§ Set problem: Scale the listing below by rewriting all of its lines, requests included, with every keypoint coordinate in the answers multiplied by 2.1 and rounded to the nearest whole number, halves rounded up. Leave the numbers in the requests and their format samples unchanged.

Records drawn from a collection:
========================

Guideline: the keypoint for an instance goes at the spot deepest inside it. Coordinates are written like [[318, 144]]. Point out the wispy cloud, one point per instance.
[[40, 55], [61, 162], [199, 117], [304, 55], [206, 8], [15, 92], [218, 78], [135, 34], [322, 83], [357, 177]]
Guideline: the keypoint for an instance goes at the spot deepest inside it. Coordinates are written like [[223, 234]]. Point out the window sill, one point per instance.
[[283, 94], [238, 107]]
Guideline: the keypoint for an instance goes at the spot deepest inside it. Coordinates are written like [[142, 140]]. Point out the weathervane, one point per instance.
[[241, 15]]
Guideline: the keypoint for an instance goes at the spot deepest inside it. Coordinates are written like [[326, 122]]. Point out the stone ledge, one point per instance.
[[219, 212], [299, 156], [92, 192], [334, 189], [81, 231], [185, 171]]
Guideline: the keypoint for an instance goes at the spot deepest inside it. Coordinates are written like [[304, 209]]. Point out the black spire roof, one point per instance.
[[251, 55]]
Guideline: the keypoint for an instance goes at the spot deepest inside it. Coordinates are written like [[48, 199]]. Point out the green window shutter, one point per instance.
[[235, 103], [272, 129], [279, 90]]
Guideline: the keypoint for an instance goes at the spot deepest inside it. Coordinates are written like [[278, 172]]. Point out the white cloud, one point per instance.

========================

§ Solution to this task:
Guideline: the keypoint for an instance goes at the spot deepest inside it. Coordinates are written like [[318, 144]]. Point out the wispy cloud, one point per instance.
[[84, 116], [128, 340], [418, 246], [638, 116], [433, 17], [32, 193], [458, 164], [284, 71], [676, 174], [750, 372]]
Guideline: the keypoint for an instance goes at the spot deepest inside it. Coordinates are written like [[223, 234]]. Point out the window sill, one point per instance.
[[594, 197], [500, 225]]
Guideline: the keypoint for an instance goes at the spot deepest inside it. Coordinates are written like [[142, 140]]. Point out the weathervane, one point per instance.
[[506, 32]]
Guideline: the keypoint for an instance goes at the spot deepest inside it. Coordinates are written like [[326, 122]]. Point out the stone ledge, one point per instance.
[[460, 445], [628, 328], [193, 403], [701, 397], [170, 485], [389, 359]]
Guideline: the keypoint for an instance goes at the spot deepest inside it. Coordinates are written like [[304, 209]]. Point out the black spire roof, one point per instance.
[[527, 116]]
Guideline: the keypoint for an instance goes at the spot deepest inside it. Coordinates are written like [[48, 199]]. Point out the green window shutter, one point per instance.
[[494, 216], [571, 271], [586, 189]]
Guideline: the keypoint for an instance goes at the spot deepest inside it. Coordinates are written like [[278, 172]]. Point out the white cloud, one point per instance.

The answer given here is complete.